Given task
Pick out every line in the data below that contains the string "snow", and copy each one. Case counts.

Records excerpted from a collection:
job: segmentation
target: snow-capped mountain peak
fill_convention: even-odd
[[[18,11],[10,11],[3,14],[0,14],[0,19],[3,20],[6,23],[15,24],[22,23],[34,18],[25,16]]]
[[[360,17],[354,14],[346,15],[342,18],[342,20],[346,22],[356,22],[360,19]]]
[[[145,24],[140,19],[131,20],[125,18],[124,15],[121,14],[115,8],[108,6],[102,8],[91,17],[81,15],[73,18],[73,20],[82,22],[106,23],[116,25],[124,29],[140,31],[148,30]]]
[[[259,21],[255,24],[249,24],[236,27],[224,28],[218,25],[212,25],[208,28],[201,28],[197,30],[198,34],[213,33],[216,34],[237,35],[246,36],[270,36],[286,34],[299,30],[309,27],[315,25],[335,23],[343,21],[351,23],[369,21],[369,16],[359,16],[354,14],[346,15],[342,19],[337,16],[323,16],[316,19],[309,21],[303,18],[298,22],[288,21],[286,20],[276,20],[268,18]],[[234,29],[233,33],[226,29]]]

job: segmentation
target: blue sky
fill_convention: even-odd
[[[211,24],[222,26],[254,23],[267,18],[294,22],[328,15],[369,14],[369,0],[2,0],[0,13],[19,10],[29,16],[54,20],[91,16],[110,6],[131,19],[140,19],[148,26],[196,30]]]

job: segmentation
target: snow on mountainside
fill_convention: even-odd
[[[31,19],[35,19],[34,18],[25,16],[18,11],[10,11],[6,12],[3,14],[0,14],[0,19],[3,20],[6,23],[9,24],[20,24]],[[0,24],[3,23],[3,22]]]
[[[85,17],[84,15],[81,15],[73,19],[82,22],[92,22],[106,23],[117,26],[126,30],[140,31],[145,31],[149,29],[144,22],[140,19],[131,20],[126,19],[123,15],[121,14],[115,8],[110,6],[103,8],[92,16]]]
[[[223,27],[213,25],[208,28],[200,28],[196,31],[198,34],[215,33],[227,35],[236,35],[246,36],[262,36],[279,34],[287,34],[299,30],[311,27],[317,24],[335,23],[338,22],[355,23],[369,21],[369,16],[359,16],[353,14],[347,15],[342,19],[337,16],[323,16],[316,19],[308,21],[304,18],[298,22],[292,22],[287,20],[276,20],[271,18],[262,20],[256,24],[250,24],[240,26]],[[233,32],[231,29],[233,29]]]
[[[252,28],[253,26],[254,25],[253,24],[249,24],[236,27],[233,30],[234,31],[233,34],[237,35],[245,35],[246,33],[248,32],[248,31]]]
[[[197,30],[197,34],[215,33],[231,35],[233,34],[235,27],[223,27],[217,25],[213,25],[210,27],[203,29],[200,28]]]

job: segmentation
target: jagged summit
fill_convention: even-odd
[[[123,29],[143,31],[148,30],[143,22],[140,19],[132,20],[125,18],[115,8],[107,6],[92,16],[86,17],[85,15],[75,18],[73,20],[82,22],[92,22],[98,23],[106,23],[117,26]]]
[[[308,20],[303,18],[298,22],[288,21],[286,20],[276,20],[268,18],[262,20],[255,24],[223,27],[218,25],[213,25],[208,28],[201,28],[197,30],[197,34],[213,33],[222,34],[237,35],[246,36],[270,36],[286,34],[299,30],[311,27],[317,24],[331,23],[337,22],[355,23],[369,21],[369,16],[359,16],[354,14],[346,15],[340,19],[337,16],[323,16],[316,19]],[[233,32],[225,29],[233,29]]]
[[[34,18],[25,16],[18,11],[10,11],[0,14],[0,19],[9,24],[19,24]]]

Solution to this task
target: snow-capped mountain peak
target: snow on mountainside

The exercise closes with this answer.